>> begin Records

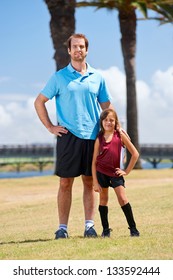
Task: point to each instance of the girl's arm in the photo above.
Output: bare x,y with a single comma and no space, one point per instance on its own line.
96,185
134,156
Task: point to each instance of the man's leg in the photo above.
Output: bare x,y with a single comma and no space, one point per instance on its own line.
64,199
89,206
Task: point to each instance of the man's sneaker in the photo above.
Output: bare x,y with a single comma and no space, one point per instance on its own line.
134,231
106,232
61,233
90,232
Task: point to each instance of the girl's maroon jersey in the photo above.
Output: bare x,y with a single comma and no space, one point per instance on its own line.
109,155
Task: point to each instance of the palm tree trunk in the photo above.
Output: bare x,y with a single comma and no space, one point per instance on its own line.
62,26
127,20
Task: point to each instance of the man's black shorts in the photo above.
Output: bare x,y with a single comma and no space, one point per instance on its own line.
106,181
73,156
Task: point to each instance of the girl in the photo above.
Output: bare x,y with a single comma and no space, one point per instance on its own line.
106,169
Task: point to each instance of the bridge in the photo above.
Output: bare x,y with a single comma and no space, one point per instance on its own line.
42,154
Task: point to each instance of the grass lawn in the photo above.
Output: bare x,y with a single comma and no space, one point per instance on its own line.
28,214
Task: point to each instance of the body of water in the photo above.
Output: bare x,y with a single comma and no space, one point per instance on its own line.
24,174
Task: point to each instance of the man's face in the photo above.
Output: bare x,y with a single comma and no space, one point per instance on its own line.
78,50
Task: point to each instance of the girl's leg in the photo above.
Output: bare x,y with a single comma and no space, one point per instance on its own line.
126,207
103,209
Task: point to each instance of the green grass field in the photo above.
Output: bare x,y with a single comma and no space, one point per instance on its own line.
28,214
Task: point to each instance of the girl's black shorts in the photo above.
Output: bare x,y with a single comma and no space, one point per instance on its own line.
106,181
73,156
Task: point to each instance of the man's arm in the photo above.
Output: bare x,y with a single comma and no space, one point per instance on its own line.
44,117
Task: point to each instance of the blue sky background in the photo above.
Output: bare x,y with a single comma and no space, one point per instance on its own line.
26,63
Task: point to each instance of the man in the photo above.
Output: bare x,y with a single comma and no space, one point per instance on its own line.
79,92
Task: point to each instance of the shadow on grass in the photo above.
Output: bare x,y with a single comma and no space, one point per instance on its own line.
25,241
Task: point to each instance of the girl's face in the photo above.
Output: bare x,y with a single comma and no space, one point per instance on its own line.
109,123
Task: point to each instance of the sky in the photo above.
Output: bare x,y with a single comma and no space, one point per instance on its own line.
26,64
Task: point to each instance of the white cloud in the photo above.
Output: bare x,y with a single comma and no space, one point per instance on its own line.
19,123
155,102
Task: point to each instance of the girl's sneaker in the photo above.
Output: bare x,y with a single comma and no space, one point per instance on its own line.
106,232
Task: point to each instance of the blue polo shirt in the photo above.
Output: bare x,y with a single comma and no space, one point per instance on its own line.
77,99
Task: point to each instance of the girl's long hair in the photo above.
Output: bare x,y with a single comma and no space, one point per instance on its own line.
104,115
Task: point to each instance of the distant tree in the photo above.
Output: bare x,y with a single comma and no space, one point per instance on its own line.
128,23
62,25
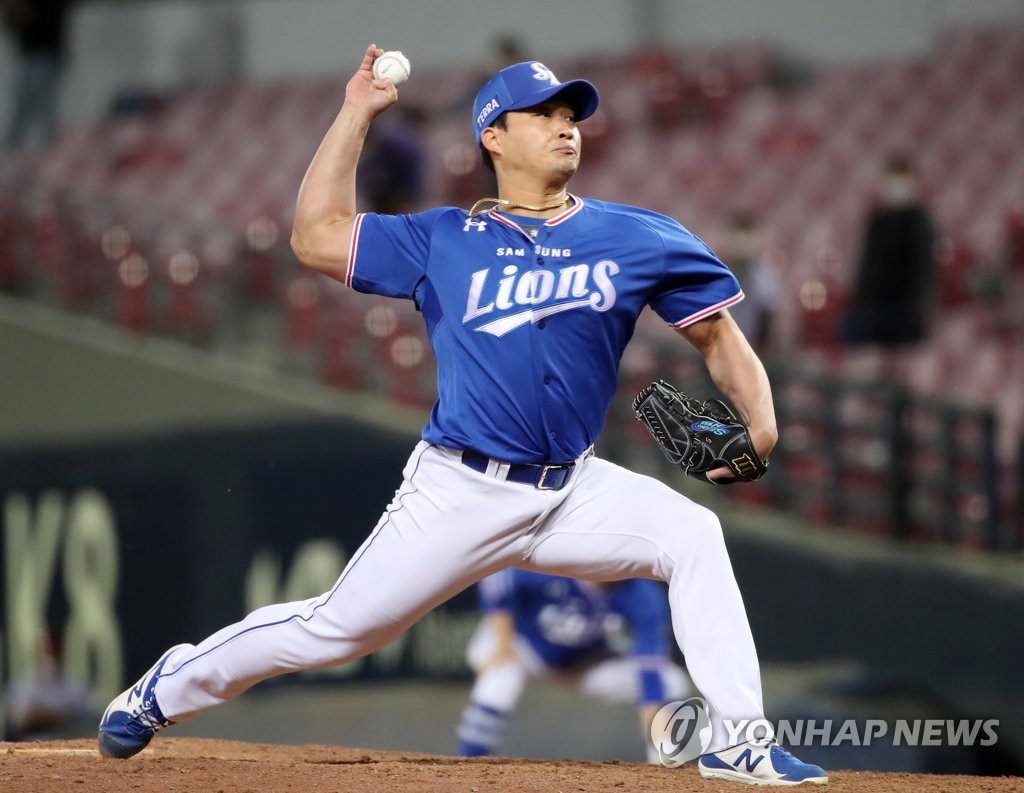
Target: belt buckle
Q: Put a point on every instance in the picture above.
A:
(542, 482)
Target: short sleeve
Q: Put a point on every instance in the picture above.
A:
(694, 283)
(388, 253)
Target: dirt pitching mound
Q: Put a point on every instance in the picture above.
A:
(183, 765)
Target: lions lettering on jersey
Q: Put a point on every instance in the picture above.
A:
(576, 286)
(509, 317)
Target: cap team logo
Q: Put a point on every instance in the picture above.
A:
(681, 732)
(541, 72)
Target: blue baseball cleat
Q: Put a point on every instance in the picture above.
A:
(133, 717)
(760, 762)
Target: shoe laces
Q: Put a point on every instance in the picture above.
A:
(146, 718)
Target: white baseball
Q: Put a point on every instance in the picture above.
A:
(392, 65)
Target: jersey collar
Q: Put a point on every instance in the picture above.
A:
(494, 214)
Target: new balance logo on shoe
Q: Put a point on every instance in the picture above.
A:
(134, 717)
(760, 762)
(748, 758)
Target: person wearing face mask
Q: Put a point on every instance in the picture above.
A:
(895, 284)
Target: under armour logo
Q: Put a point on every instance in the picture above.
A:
(541, 72)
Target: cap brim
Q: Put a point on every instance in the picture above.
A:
(581, 95)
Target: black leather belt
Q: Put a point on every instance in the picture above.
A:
(541, 476)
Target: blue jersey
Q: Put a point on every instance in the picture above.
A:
(527, 332)
(569, 622)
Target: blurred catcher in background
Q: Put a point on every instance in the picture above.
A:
(608, 640)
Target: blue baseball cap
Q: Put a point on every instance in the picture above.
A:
(523, 85)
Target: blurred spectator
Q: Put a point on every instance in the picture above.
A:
(47, 705)
(743, 252)
(38, 32)
(391, 169)
(506, 49)
(895, 286)
(608, 640)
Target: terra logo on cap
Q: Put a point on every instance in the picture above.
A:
(523, 85)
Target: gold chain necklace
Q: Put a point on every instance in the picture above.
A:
(506, 204)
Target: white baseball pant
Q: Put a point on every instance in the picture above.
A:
(446, 528)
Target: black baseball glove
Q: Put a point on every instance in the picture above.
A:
(698, 435)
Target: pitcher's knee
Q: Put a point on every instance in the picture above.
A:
(693, 541)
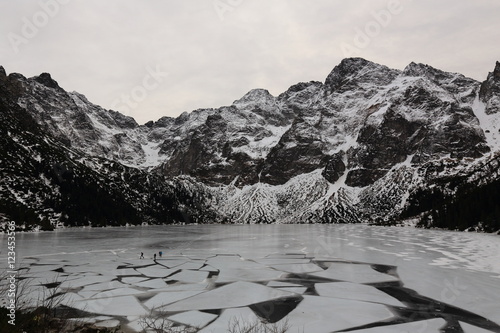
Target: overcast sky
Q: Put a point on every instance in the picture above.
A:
(154, 58)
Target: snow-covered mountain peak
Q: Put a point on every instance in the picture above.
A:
(354, 72)
(257, 98)
(47, 80)
(372, 143)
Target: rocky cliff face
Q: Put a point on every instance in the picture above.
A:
(365, 145)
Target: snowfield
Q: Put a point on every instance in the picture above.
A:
(320, 278)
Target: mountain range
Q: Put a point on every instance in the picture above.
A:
(370, 144)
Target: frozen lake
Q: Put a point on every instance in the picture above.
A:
(320, 278)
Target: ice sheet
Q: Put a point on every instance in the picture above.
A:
(193, 318)
(233, 295)
(228, 317)
(358, 292)
(325, 315)
(354, 273)
(165, 298)
(424, 326)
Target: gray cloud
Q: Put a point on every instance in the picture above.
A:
(213, 56)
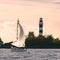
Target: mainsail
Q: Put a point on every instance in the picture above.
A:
(19, 35)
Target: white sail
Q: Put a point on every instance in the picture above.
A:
(20, 34)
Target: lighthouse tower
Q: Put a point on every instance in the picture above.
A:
(41, 26)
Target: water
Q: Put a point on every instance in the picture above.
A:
(30, 54)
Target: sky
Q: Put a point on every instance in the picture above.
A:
(29, 13)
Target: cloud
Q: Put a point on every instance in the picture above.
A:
(56, 1)
(40, 0)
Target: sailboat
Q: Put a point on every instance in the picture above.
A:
(16, 46)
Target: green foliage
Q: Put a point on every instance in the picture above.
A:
(42, 42)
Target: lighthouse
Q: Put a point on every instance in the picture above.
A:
(41, 26)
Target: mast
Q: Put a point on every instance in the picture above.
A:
(17, 29)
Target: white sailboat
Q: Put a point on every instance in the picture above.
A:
(19, 36)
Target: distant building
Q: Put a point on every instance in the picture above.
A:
(41, 26)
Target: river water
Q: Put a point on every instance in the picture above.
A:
(30, 54)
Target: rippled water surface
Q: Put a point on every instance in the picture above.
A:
(30, 54)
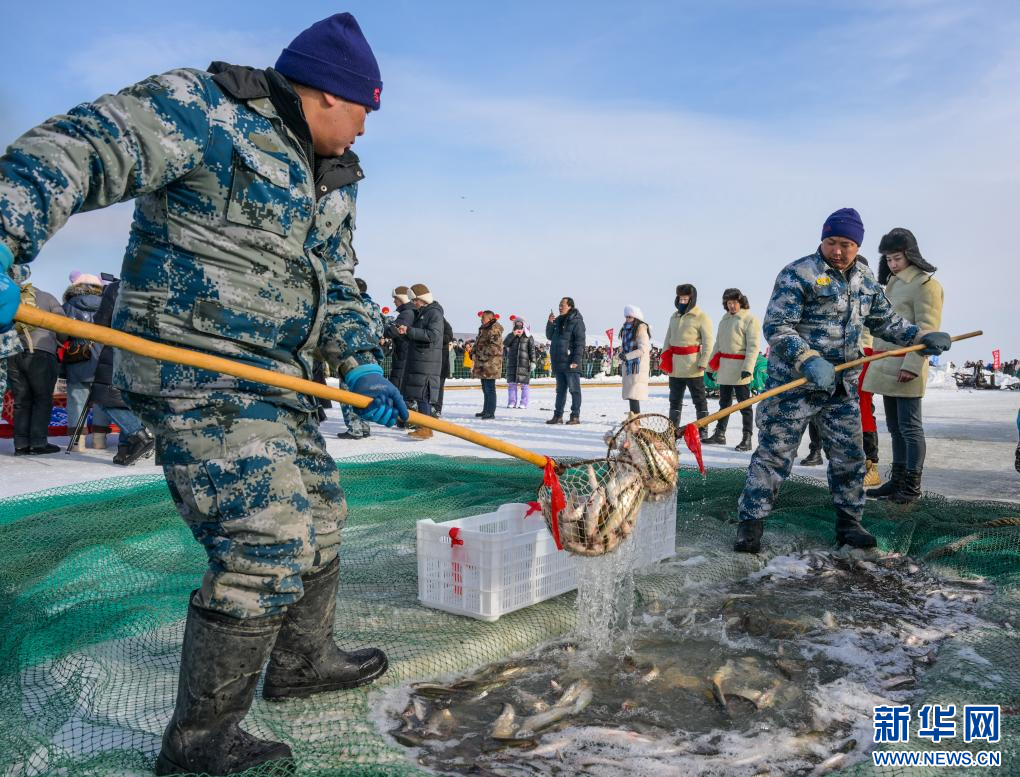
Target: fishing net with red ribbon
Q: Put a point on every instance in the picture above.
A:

>> end Records

• [Goal]
Write out all the entries again, word for word, and print no images.

• [Response to the task]
Task: point to each instance of the girl's arm in the photo above.
Output: bare x,y with a single comma and no space, one point per instance on its own line.
96,185
134,156
Task: point to each instance of the man's leg in the photo above.
Output: bare x,y with a single comma and no space, one point per instance on its own line.
64,199
89,206
Task: point to each instance of the man's sneaker in the photo above.
Output: bare x,y with a single comma and no space, one point per instance on its own line.
134,231
106,232
61,233
90,232
Task: point to each instance of the girl's maroon jersey in the photo above.
Output: bare x,y with a single comma and no space, one point per instance on its own line.
109,155
Task: point to each instance of the palm tree trunk in the photo above.
Output: bare x,y with a single comma and no space, one point per instance on its own line.
62,26
127,20
Task: point to each instance of the man's black shorts in the photo above.
Output: bare x,y with a single comma and no space, one point per instance on its own line.
106,181
73,156
Task: point to each instance of the girl in the photo above.
Output: bare x,y with a single comma and no space, one point per instance on its own line.
106,169
Task: point to each instance of the bridge in the photo above.
Output: bare x,y with a single comma and no space, one point per instance on its own line.
42,154
Task: point to each instance of the grass lawn in the photo above.
Output: bare x,y with a single comma and no space, one point per instance on its own line.
28,214
Task: point to each instance of the body of water in the photo above.
Output: bare x,y with a single comma and no space, one point per instance on its own line.
24,174
Task: point to each instance of the man's face in the photo above.
Output: bare x,y with a single comma and no space, one point per instance on its own line.
78,50
Task: point to each instance of the girl's leg in the photo above.
Output: bare x,y with a single comma and no space, one point per instance on its own line.
126,207
103,209
Task: point to each instance of the green grass field in the photo above.
Output: bare x,y with a single comma and no space, one point per instance on its own line.
28,214
Task: point to each instance of the girl's black shorts in the photo above.
Output: bare x,y with a single comma and no space, one point per instance on its own line.
106,181
73,156
Task: point to each instance of the man's arm in the photo above.
Output: bare x,y with a single comma and no space, one point per instance on its own line.
44,117
Task: point to each instance of the blue sky background in the photo above.
Output: bare x,y with a single comma and no space, one point per instance on its own line.
26,63
Task: point to each instance of the man in the photo above.
Output: bare x,y with a single comma and no space, one point per instance on its own line.
79,92
Task: point to each instance of the shadow on grass in the photo above.
Output: bare x,y with a single comma and no space, one point per instance on its own line.
25,241
Task: point to each instance of the girl's face in the photo above.
Output: bare x,y with a single comma and no space, one point per instance on its own line.
109,123
Task: point to each instance of the sky in the photo above.
Output: bare x,y with a single comma and no space, one point per instance on its own line.
26,64
Task: point to each instance of the white cloud in the photo above.
Output: bare x,y with a single comma and no space, one point per instance on its own line.
19,123
155,102
Task: point to each instance of the girl's sneaker in the photo above.
Output: bare x,y with a single comma and no space, one point per instance on its own line.
106,232
Task: point to each instance of the blue polo shirt in the photo above.
Output: bare x,y with a single comma and no space, one point per instance on its own line.
77,99
Task: point to each instance of the girl's long hair in the photo above.
Output: bare x,y with a single comma and no space, one point per instance on its own line.
104,115
Task: point to each instance of the distant tree in the photo above.
Output: bare x,y with a single comma and no space, one point per instance on its own line.
128,23
62,25
Target: belt buckle
Q: Put a point on every instance in the picture above.
A:
(542, 482)
Target: short sleeve
Q: Put a point on every instance in the picture above.
A:
(694, 283)
(388, 253)
Target: dirt pitching mound
Q: Put a point on every instance in the picture above.
A:
(183, 765)
Target: lions lettering on jersey
Q: Put a point on every instance in the picture above.
A:
(576, 286)
(509, 317)
Target: cap team logo
Q: Put a point on every instance in the picture above.
A:
(681, 732)
(541, 72)
Target: blue baseball cleat
Q: Put a point on every instance in the picture above.
A:
(133, 717)
(760, 762)
Target: shoe laces
Q: Put a point on every instance in the picture above.
A:
(146, 718)
Target: white baseball
Q: Put a point on every instance in the picture above.
A:
(392, 65)
Target: jersey collar
Q: Put a point on every instance in the picture above.
A:
(494, 214)
Target: new balance logo on shoe
Q: Put a point on every instance in the picture above.
A:
(134, 717)
(760, 762)
(748, 758)
Target: person wearing face mask
Q: Put a point on every instance in the picture above.
A:
(895, 284)
Target: under armour logo
Q: Put a point on every instance in the picture above.
A:
(541, 72)
Target: cap brim
Q: Put a point on every instance in the picture above.
A:
(581, 95)
Target: black leather belt
Q: Put a point on every instance in the picture above.
A:
(541, 476)
Target: blue jersey
Q: Put a point on every instance in the picture above.
A:
(527, 332)
(569, 622)
Target: blurred catcher in background
Q: Put a point on every instance in the picture above.
A:
(608, 640)
Target: blue baseball cap
Q: Put a point on every instance in the picture above.
A:
(523, 85)
Target: blurred spectator
Q: Put a point on every instance in the picture above.
A:
(47, 705)
(743, 252)
(38, 32)
(391, 169)
(506, 49)
(895, 286)
(608, 640)
Target: terra logo on cap
Q: Put a point on every instance in the picture above.
A:
(523, 85)
Target: gold chain necklace
Q: Put a point on every instance in the picture above.
A:
(506, 204)
Target: white baseball pant
Q: Put a point on every instance in the picture above.
A:
(446, 528)
Target: black baseball glove
Q: Put a point on every instance in the picture above.
A:
(698, 435)
Target: pitcher's knee
Q: Put a point on every instance in the picture above.
A:
(693, 541)
Target: overcast sky
Q: Put a point on every instance in the picture above.
A:
(154, 58)
Target: snow-covered mountain peak
Q: Put a point on every instance in the picture above.
A:
(354, 72)
(257, 98)
(47, 80)
(372, 143)
Target: rocky cliff face
Q: Put a point on every instance in the picture above.
A:
(365, 145)
Target: snowfield
Q: Put a point on every instance in the picture above.
A:
(320, 278)
Target: mountain range
Q: Put a point on every instance in the picture above.
A:
(370, 144)
Target: frozen lake
Q: Put a point on every instance in the picture above.
A:
(320, 278)
Target: ice sheet
Q: Put a point on every instance in the picture above.
A:
(193, 318)
(233, 295)
(228, 317)
(358, 292)
(325, 315)
(354, 273)
(165, 298)
(424, 326)
Target: gray cloud
Q: Put a point on every instance in the picture above.
A:
(213, 56)
Target: mainsail
Q: Put a point on every instance in the picture above.
A:
(19, 35)
Target: white sail
Q: Put a point on every instance in the picture above.
A:
(20, 34)
Target: lighthouse tower
Q: Put a point on every instance in the picture above.
A:
(41, 26)
Target: water
Q: Put a point on every instance in the picture above.
A:
(30, 54)
Target: sky
Q: Put a point on every instance in the picture above.
A:
(29, 13)
Target: cloud
Q: Put a point on every instance in the picture above.
A:
(56, 1)
(40, 0)
Target: sailboat
Q: Put a point on every instance in the picture above.
A:
(16, 46)
Target: green foliage
Q: Put a point on every instance in the picture above.
A:
(42, 42)
Target: lighthouse
Q: Put a point on every instance in the picture above.
A:
(41, 26)
Target: mast
Q: Put a point on every instance in the picture above.
A:
(17, 29)
Target: white sailboat
Q: Put a point on every instance in the picture above.
A:
(19, 36)
Target: distant building
Q: Put a point on every instance in the picture above.
A:
(41, 26)
Target: river water
Q: Put a point on every instance in the picture above.
A:
(30, 54)
Target: rippled water surface
Q: Put a point on every instance in the picture above.
A:
(30, 54)
Target: fishing net with red ribbon
Q: Put a point on every instance in the picture above.
A:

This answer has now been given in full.